### Listed entries

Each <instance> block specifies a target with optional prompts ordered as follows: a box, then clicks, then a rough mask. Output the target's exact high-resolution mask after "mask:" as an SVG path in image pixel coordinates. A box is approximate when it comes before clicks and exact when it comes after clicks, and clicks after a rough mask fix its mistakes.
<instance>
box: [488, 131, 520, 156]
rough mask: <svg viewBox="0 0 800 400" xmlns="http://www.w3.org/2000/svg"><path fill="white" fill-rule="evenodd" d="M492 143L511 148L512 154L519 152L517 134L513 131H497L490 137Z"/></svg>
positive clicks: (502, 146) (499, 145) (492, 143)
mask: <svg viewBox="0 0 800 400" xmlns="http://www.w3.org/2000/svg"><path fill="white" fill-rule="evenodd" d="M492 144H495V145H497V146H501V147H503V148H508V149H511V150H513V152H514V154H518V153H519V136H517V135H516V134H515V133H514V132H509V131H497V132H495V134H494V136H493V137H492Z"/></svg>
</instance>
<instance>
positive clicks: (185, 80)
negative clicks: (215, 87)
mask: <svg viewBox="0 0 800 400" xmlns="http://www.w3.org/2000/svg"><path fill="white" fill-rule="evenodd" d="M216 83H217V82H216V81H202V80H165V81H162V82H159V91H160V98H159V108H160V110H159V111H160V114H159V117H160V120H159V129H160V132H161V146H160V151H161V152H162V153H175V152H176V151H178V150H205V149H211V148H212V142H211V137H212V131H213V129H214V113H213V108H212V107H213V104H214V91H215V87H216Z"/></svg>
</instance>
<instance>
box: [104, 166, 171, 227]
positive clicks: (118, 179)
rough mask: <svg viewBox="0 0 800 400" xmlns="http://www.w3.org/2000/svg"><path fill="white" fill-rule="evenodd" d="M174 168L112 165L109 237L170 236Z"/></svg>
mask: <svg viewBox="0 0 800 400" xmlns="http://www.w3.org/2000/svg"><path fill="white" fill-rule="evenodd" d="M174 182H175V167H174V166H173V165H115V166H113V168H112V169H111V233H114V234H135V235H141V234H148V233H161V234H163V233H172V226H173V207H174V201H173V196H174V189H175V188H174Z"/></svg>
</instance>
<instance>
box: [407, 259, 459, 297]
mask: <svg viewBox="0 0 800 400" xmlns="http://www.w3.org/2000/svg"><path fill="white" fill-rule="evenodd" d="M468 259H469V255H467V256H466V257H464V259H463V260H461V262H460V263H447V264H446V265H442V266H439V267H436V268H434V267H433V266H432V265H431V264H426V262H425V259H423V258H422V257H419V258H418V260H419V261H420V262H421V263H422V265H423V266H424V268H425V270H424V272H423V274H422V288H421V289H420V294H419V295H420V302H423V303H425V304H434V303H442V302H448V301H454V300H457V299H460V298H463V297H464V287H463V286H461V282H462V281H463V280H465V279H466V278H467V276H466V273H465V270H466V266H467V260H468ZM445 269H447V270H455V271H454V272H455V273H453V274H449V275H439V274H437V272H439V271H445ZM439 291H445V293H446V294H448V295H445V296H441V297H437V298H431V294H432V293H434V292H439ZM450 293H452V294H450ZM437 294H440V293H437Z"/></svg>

### The task
Would you please give the data above again, exactly as it appears?

### Exercise output
Each <instance> block specifies a target with optional prompts ordered as follows: a box, then clicks, then a rough mask. Output the target's exact high-resolution mask after "mask:" as an SVG path in image pixel coordinates. A box is approximate when it comes before clicks and exact when it comes after clicks, and clicks after a rough mask fix its mistakes.
<instance>
box: [488, 131, 520, 156]
rough mask: <svg viewBox="0 0 800 400" xmlns="http://www.w3.org/2000/svg"><path fill="white" fill-rule="evenodd" d="M492 143L511 148L512 154L519 152L517 134L513 131H497L490 137Z"/></svg>
positive clicks: (502, 146) (499, 145) (492, 143)
mask: <svg viewBox="0 0 800 400" xmlns="http://www.w3.org/2000/svg"><path fill="white" fill-rule="evenodd" d="M492 144H495V145H497V146H501V147H503V148H508V149H511V150H513V152H514V154H518V153H519V136H517V135H516V134H515V133H514V132H509V131H497V132H495V134H494V136H493V137H492Z"/></svg>
</instance>
<instance>
positive clicks: (185, 80)
negative clicks: (215, 87)
mask: <svg viewBox="0 0 800 400" xmlns="http://www.w3.org/2000/svg"><path fill="white" fill-rule="evenodd" d="M216 83H217V82H216V81H202V80H165V81H162V82H159V91H160V98H159V108H160V110H159V111H160V114H159V117H160V120H159V129H160V132H161V146H160V151H161V152H162V153H175V152H176V151H178V150H205V149H211V148H212V142H211V137H212V131H213V129H214V113H213V108H212V107H213V104H214V91H215V87H216Z"/></svg>
</instance>
<instance>
box: [104, 166, 171, 227]
positive clicks: (118, 179)
rough mask: <svg viewBox="0 0 800 400" xmlns="http://www.w3.org/2000/svg"><path fill="white" fill-rule="evenodd" d="M174 168L112 165L109 237L170 236Z"/></svg>
mask: <svg viewBox="0 0 800 400" xmlns="http://www.w3.org/2000/svg"><path fill="white" fill-rule="evenodd" d="M174 182H175V167H174V166H173V165H115V166H113V168H112V169H111V233H114V234H135V235H141V234H148V233H161V234H163V233H172V226H173V207H174V201H173V196H174V189H175V188H174Z"/></svg>
</instance>
<instance>
box: [407, 259, 459, 297]
mask: <svg viewBox="0 0 800 400" xmlns="http://www.w3.org/2000/svg"><path fill="white" fill-rule="evenodd" d="M468 259H469V255H467V256H466V257H464V259H463V260H461V262H460V263H447V264H446V265H442V266H439V267H436V268H434V267H433V266H432V265H431V264H426V262H425V259H423V258H422V257H419V258H418V260H419V261H420V262H421V263H422V265H423V266H424V268H425V270H424V272H423V274H422V288H421V289H420V294H419V295H420V302H423V303H425V304H434V303H442V302H448V301H454V300H457V299H460V298H463V297H464V287H463V286H461V282H462V281H463V280H465V279H466V278H467V276H466V273H465V270H466V266H467V260H468ZM445 269H447V270H455V271H454V272H455V273H453V274H449V275H439V274H437V272H439V271H445ZM439 291H445V293H446V294H448V295H445V296H441V297H437V298H431V294H432V293H434V292H439ZM450 293H452V294H450ZM437 294H440V293H437Z"/></svg>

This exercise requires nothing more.